Montgomery County’s greenhouse gas emissions decreased by 30% between 2005 and 2020, according to recent findings from the Metropolitan Washington Council of Governments. But environmental activists and county officials say the county can’t take credit for the entire dip – and that much more work remains in order to reach the county’s goal to reach a 100% reduction by 2035.
The largest drivers of the reduction were a greener electric grid, a decrease in energy usage per square foot in the commercial building sector, and a reduction in vehicle miles traveled per person, according to the Council of Governments. The data shows there were roughly 13 million metric tons of carbon dioxide emissions in 2005, compared with about 9 million metric tons of emissions in 2020.
The county adopted a Climate Action Plan in 2021 that calls for an 80% reduction in greenhouse gas emissions by 2027 and a 100% reduction in emissions by 2035.
Adriana Hochberg, the county’s climate change officer and acting director of environmental protection, said in an interview that the data shows the county is headed in the right direction. But more action is needed if county officials are to achieve the Climate Action Plan’s goals, she said.
It’s also important to consider that 2020 could be an outlier year for vehicle miles traveled, due to the start of the COVID-19 pandemic, Hochberg said. County officials have budgeted for bus rapid transit, electrifying Ride On buses, and partnering with the state to improve sidewalk and bicycle infrastructure to try and keep those metrics headed in the right direction, she said.
“I think that overall, this is good news: Emissions are continuing to go down … [but] of course, there’s a lot more we need to be doing in the coming months and years,” Hochberg said. “We’re going to really need to accelerate the pace.”
------
§ Work request A: From the article on Montgomery County's emissions, reproduce the passage that begins with "It’s also important" and ends with "direction, she said.".
§ Work request B: In the article on Montgomery County's emissions, what reduction in greenhouse gas emissions does the Climate Action Plan call for by 2027?
------
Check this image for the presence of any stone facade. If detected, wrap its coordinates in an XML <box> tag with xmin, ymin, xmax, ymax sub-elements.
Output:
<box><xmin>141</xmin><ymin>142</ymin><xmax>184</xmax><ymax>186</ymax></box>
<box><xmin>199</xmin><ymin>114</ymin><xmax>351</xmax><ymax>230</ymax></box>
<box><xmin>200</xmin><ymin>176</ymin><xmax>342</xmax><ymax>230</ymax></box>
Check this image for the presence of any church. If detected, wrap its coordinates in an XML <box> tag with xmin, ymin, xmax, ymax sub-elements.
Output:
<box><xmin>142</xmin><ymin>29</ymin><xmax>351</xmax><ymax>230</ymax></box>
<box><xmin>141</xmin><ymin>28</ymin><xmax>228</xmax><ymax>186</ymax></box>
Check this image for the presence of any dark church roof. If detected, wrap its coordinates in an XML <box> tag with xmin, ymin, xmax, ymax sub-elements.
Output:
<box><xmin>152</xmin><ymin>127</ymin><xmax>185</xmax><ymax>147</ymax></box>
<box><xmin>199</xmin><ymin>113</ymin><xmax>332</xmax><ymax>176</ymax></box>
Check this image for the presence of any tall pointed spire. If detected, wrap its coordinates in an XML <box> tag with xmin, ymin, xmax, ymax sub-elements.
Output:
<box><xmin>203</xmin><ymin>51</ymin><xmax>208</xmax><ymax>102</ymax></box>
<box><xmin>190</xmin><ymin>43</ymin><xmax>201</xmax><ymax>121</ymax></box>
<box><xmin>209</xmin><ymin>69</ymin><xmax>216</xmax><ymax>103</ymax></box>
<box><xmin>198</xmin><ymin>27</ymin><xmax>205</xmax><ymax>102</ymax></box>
------
§ Answer area A:
It’s also important to consider that 2020 could be an outlier year for vehicle miles traveled, due to the start of the COVID-19 pandemic, Hochberg said. County officials have budgeted for bus rapid transit, electrifying Ride On buses, and partnering with the state to improve sidewalk and bicycle infrastructure to try and keep those metrics headed in the right direction, she said.

§ Answer area B: An 80% reduction.